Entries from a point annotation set
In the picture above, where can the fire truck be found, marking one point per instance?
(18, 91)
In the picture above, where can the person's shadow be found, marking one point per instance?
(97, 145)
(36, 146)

§ **What is expected**:
Copy every line of the data above word for word, without changing anything.

§ **Solution to this task**:
In the picture above, where can the fire truck be found, marking one point per instance?
(18, 91)
In the picture above, where can the person's shadow be found, marking one point per instance?
(97, 145)
(36, 146)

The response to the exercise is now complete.